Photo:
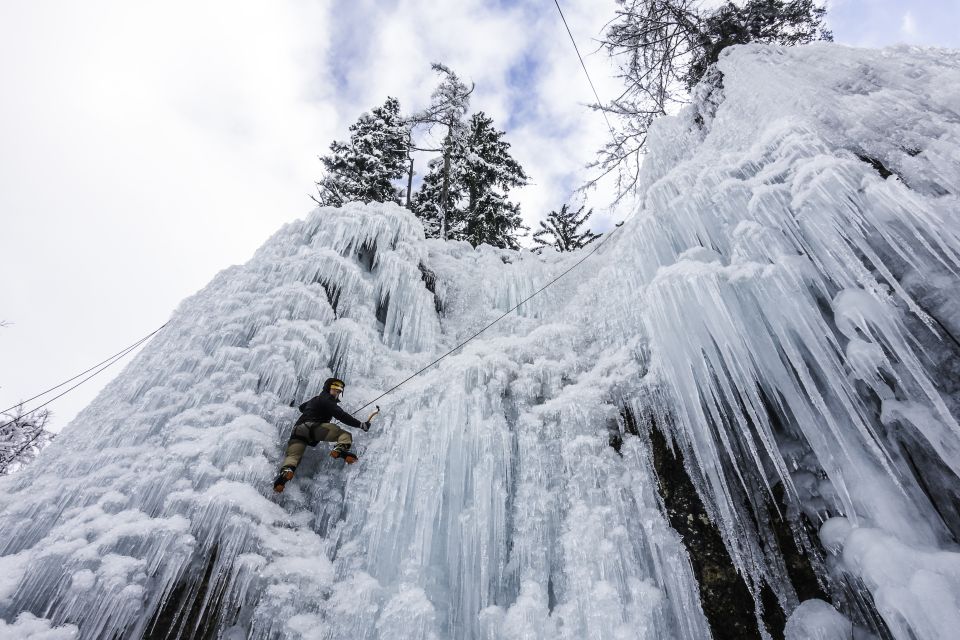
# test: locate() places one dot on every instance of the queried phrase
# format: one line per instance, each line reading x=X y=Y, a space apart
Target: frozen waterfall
x=777 y=326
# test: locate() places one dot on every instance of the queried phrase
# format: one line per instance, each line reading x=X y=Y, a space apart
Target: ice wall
x=783 y=306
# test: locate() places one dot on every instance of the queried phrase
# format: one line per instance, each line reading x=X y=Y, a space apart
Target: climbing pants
x=309 y=434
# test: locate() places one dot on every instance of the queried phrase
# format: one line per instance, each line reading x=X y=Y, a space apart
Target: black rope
x=577 y=264
x=502 y=316
x=106 y=363
x=590 y=80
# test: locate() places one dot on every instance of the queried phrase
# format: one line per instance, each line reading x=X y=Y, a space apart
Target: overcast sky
x=146 y=146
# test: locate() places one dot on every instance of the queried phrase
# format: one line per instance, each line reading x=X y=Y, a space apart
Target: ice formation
x=783 y=305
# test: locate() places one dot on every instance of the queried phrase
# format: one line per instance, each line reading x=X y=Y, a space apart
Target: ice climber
x=314 y=426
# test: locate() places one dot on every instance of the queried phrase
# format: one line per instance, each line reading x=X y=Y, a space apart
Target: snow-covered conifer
x=561 y=230
x=365 y=167
x=665 y=47
x=489 y=172
x=435 y=203
x=22 y=436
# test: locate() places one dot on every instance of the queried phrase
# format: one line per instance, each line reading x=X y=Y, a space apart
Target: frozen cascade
x=782 y=307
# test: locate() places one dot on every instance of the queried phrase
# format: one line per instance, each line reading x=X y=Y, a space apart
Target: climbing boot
x=285 y=475
x=343 y=451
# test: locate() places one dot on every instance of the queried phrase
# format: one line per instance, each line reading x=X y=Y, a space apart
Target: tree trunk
x=445 y=193
x=409 y=182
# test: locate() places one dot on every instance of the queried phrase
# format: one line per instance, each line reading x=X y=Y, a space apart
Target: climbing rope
x=114 y=358
x=103 y=364
x=502 y=316
x=577 y=264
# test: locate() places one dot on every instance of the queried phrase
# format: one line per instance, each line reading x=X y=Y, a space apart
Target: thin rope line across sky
x=105 y=364
x=589 y=79
x=577 y=264
x=502 y=316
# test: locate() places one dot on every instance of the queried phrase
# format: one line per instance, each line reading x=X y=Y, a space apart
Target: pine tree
x=365 y=167
x=489 y=172
x=665 y=47
x=435 y=204
x=22 y=436
x=428 y=201
x=561 y=230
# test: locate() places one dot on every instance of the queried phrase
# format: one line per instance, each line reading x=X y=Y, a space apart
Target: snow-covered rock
x=782 y=306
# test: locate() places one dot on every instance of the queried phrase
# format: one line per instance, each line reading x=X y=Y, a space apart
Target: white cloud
x=147 y=146
x=908 y=25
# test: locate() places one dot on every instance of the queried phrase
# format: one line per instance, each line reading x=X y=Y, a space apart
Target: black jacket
x=323 y=408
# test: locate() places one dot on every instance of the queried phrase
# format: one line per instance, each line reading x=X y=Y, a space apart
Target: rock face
x=767 y=344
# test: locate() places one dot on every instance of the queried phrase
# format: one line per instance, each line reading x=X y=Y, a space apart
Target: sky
x=146 y=146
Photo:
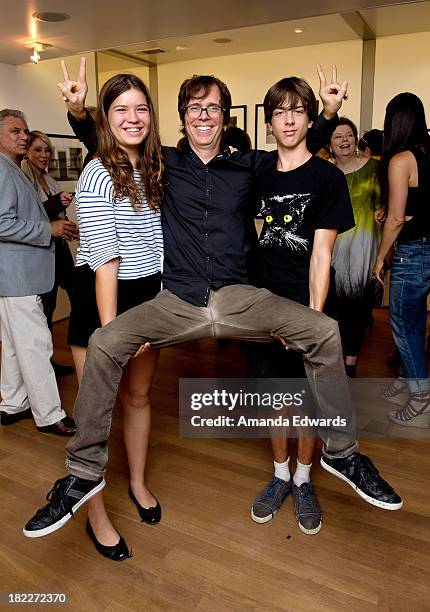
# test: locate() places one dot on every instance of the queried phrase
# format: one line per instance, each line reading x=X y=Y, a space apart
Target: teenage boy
x=305 y=202
x=206 y=294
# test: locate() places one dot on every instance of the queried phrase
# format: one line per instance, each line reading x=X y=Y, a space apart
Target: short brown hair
x=202 y=83
x=296 y=91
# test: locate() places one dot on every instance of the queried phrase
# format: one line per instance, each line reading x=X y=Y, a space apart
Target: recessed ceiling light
x=50 y=17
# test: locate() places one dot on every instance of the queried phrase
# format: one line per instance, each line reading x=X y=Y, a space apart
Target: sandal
x=396 y=391
x=412 y=416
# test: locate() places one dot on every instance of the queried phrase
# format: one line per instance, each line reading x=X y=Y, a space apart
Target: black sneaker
x=269 y=500
x=307 y=509
x=11 y=419
x=360 y=473
x=65 y=497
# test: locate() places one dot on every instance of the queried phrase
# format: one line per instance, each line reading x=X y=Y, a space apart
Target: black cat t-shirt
x=293 y=205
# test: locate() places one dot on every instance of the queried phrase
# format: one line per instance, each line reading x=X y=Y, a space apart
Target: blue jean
x=409 y=288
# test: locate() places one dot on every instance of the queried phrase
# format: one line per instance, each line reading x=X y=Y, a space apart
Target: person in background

**TASK REQUIREMENTS**
Everything in the entries except the pictures should be returned exactly as given.

**TASK RESULT**
Photo:
# test: locate() places one dot on every instance of the queried phrase
# format: one line per instance, each line reading x=X y=Y, a space apart
Target: frozen waterfall
x=777 y=326
# test: locate() places one dot on every instance of the queried phrase
# format: one line per instance, each line reading x=X y=Y, a space apart
Target: ice wall
x=783 y=306
# test: locate() places one dot on every instance of the queried phrase
# format: one line per instance, each line reading x=X y=Y, a space apart
Target: climbing pants
x=309 y=434
# test: locate() places one dot on every instance of the queried phrase
# format: one line per instance, each line reading x=X y=Y, a space apart
Target: black rope
x=577 y=264
x=502 y=316
x=106 y=363
x=590 y=80
# test: locate() places one dot on every instance of the queried phrase
# format: one line per instance, each line reading x=X y=Y, a space apart
Target: overcast sky
x=146 y=146
# test: locate() places one dot on every instance of the queried phrase
# format: one line per instance, each line reading x=X y=Y, a space apart
Target: ice formation
x=783 y=305
# test: locate() places one dot on every instance of the queried phrase
# format: one line per instance, each line reading x=X y=Y, a space apart
Target: ice climber
x=314 y=426
# test: locate() places one dot on every instance of the queried phrase
# format: one line per instance, each line reading x=X y=Y, a space apart
Target: snow-covered conifer
x=561 y=230
x=365 y=167
x=665 y=47
x=489 y=172
x=435 y=203
x=22 y=436
# test: locate() places one dot on every instance of the queried phrase
# format: one line per instance, each line reading x=X y=Y, a space apart
Target: frozen cascade
x=782 y=307
# test: locate() places one dot on every instance of the queried phrase
# format: one line per instance, each line reading x=X y=Y, a space apart
Target: climbing boot
x=285 y=475
x=343 y=451
# test: locate() places one dot on every instance of the queried phrase
# format: one line per instance, each line reading x=X y=Y, a space apart
Target: tree trunk
x=445 y=193
x=409 y=182
# test: locate() places one dot on every instance of the queried phrase
# format: one line per instance, each line reading x=X y=Y, a space apart
Target: climbing rope
x=114 y=358
x=103 y=364
x=502 y=316
x=577 y=264
# test: locate() places one dot on every instance of the queried phrase
# format: one line per instance, each line reading x=X y=Y, a space apart
Target: thin rope line across sky
x=105 y=364
x=589 y=79
x=577 y=264
x=502 y=316
# test: locate() places one dot on every instance of the queried phrase
# format: one line per instance, each line reading x=X y=Y, a space apart
Target: pine tree
x=365 y=167
x=489 y=172
x=665 y=47
x=435 y=204
x=22 y=436
x=428 y=201
x=561 y=230
# test: locate() places one dot on every instance of the queried phrase
# format: one line per instance, each line reading x=X y=Y, a space apart
Target: snow-covered rock
x=782 y=306
# test: locate() places one dot on every instance of the queried phrase
# format: one line per instance, each line reading x=X y=Y, a space apart
Target: white cloud
x=147 y=146
x=908 y=25
# test: locate() places one dot on every instance of the queried phrase
# format: one line per instance, each line reading x=X y=Y, a space apart
Target: black jacket
x=323 y=408
# test: locate() places one dot on every instance of the queried phrase
# format: one line per instance, each line reading x=X y=Y, a space apart
Target: rock face
x=767 y=344
# test: locate() places one dot on every instance of the queried phrase
# format: one line per instance, each line reading x=X y=Y, a space apart
Target: sky
x=146 y=146
Photo:
# test: locate() places one dot on every instance of the queried phrase
# format: one line per instance, each line reading x=X y=Y, a space apart
Target: teenage boy
x=305 y=202
x=206 y=294
# test: locate() places one dot on every instance of the queried phrase
# format: one line per instance, each line reading x=X y=Y, a space apart
Target: short brown hair
x=202 y=83
x=296 y=91
# test: locate() places one dot on every instance of the queried phrase
# format: one line per instance, each line reading x=X y=Y, a space apart
Target: recessed ceiling light
x=50 y=17
# test: locate() places one dot on every instance of the queried phrase
# format: one line per instance, each line reading x=X y=Y, a space apart
Target: sandal
x=396 y=391
x=412 y=416
# test: locate() places one dot on every instance of the queried phrase
# format: one line per instance, each line reading x=X y=Y, a space apart
Target: black sneaker
x=269 y=500
x=307 y=509
x=11 y=419
x=360 y=473
x=65 y=497
# test: locate() places one dot on every instance of the queried phrase
# format: one line per instance, each line reading x=X y=Y, a space apart
Target: black cat t-shirt
x=293 y=205
# test: locate() places one dot on every instance of the queried phrase
# format: one line per instance, each line reading x=X y=Y, a space apart
Target: blue jean
x=409 y=288
# test: locate() places one dot on every instance of the queried phrase
# format: one line per instance, each line reading x=X y=Y, a space apart
Target: person in background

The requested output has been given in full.